• **WORK TO DO**
Return every line of the listing below that contains the word "building". Case matters.

-- start --

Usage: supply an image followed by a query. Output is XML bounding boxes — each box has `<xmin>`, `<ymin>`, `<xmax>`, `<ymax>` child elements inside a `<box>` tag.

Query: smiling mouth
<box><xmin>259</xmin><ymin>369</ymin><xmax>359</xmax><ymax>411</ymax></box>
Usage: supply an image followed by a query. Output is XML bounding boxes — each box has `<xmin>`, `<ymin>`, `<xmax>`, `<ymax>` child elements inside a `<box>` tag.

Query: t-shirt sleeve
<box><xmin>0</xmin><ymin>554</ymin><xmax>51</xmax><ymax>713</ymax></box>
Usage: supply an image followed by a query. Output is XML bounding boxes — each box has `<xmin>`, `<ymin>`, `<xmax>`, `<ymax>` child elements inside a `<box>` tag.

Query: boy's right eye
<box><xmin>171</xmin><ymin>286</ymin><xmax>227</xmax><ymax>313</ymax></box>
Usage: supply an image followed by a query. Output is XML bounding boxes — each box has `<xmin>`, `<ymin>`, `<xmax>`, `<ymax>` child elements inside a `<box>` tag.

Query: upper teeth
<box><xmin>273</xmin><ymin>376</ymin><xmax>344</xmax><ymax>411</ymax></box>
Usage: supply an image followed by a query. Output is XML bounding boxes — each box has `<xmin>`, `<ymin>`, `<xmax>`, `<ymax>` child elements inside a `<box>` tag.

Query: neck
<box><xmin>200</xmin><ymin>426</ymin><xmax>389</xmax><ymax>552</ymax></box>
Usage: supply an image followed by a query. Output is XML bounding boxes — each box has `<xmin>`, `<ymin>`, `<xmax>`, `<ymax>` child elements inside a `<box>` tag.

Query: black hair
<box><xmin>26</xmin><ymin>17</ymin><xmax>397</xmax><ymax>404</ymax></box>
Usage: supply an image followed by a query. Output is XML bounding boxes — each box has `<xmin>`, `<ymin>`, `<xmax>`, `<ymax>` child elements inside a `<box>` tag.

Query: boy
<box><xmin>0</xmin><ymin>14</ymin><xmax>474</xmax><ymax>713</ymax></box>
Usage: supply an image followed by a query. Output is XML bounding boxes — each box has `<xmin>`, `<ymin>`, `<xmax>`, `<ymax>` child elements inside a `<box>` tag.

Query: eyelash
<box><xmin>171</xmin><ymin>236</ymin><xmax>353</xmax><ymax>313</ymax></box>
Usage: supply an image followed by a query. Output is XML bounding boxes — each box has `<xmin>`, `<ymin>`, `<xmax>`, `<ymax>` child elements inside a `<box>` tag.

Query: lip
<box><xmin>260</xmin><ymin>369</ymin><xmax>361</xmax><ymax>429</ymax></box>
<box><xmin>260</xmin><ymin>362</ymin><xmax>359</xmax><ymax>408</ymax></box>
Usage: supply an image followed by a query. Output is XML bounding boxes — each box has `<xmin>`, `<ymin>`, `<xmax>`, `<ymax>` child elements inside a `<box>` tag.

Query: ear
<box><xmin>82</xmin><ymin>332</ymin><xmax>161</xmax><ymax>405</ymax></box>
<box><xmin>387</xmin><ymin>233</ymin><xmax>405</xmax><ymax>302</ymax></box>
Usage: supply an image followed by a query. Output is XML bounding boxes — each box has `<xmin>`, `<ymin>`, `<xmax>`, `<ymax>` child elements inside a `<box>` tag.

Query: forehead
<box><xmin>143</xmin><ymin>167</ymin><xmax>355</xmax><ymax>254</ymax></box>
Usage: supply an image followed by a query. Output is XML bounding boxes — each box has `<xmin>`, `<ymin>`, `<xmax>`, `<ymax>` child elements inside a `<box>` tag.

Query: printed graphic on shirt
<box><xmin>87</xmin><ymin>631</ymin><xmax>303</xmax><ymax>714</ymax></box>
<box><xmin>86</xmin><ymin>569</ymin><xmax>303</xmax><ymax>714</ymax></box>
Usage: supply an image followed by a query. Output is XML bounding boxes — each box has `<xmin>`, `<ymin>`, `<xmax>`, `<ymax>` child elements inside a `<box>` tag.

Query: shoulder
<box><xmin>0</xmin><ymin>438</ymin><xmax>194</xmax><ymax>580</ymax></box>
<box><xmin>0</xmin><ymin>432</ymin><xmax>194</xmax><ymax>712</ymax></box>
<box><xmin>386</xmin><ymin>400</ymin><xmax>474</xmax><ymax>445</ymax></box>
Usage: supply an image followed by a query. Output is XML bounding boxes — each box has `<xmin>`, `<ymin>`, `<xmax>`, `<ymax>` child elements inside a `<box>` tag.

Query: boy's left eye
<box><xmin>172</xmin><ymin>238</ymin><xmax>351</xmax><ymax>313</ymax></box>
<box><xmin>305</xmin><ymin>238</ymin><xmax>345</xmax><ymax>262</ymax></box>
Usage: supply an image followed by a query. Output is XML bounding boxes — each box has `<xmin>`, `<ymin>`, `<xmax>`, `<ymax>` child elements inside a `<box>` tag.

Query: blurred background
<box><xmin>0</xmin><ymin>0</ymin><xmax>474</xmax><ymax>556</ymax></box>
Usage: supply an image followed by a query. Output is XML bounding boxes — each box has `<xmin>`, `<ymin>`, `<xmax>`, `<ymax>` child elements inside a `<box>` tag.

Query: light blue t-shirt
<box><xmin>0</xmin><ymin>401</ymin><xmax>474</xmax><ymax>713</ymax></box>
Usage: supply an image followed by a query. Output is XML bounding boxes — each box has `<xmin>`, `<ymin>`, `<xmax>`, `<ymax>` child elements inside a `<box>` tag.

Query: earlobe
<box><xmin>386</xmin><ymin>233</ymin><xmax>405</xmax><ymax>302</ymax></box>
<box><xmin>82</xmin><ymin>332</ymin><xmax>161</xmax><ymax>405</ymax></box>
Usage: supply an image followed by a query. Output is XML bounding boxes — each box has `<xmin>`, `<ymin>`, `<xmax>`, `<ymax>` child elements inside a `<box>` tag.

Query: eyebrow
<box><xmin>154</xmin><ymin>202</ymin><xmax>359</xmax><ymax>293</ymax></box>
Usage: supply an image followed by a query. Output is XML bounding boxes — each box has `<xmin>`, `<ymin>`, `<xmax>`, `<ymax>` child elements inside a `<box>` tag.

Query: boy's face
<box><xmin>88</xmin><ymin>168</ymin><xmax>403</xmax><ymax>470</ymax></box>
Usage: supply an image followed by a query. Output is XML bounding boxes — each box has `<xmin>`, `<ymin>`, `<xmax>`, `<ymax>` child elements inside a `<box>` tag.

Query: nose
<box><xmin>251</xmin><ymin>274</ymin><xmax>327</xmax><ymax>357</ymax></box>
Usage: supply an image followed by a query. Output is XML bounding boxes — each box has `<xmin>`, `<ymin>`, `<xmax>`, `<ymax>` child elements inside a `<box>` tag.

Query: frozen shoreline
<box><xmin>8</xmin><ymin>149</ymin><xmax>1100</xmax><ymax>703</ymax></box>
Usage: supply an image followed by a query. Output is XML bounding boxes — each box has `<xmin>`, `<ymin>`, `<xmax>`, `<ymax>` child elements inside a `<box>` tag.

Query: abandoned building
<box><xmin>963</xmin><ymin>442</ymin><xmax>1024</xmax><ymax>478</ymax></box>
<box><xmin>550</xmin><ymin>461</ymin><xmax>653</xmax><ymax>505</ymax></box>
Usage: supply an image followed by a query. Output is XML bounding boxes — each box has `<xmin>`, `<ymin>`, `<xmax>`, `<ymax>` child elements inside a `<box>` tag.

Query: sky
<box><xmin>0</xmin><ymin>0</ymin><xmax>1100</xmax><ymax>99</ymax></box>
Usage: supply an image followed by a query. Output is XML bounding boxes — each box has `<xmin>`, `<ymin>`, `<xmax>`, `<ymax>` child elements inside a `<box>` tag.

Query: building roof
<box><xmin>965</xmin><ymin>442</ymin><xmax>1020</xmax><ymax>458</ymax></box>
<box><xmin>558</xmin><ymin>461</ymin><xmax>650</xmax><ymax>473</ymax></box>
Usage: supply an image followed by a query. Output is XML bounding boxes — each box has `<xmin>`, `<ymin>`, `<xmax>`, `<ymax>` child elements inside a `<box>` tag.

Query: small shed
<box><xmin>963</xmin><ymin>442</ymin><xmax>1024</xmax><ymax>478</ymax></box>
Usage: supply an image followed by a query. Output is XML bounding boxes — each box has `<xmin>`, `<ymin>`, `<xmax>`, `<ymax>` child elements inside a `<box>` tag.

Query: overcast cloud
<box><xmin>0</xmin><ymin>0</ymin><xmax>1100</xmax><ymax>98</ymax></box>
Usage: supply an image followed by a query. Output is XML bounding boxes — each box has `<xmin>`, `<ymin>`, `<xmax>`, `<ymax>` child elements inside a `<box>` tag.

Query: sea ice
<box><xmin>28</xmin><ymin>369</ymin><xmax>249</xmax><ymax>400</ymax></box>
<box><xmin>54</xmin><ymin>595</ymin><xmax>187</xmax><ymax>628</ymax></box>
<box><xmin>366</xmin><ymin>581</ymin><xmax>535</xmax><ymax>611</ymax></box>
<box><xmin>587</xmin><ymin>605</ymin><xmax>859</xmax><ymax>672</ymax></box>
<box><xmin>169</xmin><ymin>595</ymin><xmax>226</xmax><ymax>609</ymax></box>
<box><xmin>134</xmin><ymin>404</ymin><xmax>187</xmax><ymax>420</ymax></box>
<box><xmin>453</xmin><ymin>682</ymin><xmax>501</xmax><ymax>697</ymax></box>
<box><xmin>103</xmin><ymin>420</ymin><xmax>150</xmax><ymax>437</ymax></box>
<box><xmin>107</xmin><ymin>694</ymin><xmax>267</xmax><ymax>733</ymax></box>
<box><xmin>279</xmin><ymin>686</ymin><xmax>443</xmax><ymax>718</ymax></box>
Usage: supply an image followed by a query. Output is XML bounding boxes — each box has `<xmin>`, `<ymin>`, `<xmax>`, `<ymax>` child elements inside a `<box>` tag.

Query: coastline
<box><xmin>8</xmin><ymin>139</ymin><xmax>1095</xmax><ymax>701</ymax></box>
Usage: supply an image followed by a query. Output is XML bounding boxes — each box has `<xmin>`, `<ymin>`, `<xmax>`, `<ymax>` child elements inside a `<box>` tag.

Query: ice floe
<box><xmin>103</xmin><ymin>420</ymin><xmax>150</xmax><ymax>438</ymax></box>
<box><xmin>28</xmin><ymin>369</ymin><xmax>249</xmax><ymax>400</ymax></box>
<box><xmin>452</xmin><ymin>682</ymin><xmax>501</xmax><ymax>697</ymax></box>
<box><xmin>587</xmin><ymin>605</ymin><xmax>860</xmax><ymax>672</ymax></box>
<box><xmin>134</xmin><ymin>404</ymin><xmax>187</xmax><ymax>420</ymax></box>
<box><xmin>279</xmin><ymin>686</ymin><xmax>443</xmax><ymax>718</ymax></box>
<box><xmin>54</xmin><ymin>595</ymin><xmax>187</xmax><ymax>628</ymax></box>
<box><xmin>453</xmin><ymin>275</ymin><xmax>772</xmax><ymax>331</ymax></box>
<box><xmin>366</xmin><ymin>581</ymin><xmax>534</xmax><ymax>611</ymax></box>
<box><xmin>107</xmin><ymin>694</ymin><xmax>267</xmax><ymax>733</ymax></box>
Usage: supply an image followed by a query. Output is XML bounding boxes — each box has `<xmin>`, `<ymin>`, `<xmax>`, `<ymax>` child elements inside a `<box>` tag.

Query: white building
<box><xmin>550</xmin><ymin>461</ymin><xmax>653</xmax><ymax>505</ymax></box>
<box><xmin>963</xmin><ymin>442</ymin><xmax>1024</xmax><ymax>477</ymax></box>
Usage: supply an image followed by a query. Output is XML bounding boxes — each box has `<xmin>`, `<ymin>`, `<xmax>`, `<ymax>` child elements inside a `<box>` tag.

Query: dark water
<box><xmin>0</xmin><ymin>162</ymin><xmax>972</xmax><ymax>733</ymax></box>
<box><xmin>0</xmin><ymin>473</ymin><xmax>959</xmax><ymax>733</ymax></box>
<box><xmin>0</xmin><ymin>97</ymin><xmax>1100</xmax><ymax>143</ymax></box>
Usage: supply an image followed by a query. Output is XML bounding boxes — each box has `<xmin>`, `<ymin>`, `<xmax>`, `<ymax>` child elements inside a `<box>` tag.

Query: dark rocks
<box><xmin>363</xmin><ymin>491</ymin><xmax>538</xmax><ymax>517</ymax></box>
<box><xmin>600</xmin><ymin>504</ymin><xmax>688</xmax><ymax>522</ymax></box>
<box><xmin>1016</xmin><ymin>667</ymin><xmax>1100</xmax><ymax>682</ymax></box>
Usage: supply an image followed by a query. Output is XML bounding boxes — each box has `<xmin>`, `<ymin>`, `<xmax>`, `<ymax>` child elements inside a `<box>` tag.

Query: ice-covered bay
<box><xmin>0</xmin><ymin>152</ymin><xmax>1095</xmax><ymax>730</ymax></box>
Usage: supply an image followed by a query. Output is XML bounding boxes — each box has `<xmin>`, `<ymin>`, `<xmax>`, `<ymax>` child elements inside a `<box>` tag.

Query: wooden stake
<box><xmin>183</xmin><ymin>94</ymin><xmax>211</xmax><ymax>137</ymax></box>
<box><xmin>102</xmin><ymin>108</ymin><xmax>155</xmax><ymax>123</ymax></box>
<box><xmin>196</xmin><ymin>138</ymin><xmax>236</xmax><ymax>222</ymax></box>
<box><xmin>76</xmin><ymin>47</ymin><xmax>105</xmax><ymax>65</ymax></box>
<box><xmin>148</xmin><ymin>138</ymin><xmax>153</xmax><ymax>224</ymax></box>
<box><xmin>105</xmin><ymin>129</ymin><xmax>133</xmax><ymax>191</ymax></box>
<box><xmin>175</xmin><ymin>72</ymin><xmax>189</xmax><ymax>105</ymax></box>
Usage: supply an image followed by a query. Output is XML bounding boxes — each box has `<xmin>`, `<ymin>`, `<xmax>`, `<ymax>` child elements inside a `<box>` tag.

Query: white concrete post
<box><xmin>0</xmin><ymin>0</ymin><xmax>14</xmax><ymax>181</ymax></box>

-- end --

• **CORRECT RESPONSE**
Query: abandoned building
Query: building roof
Query: white building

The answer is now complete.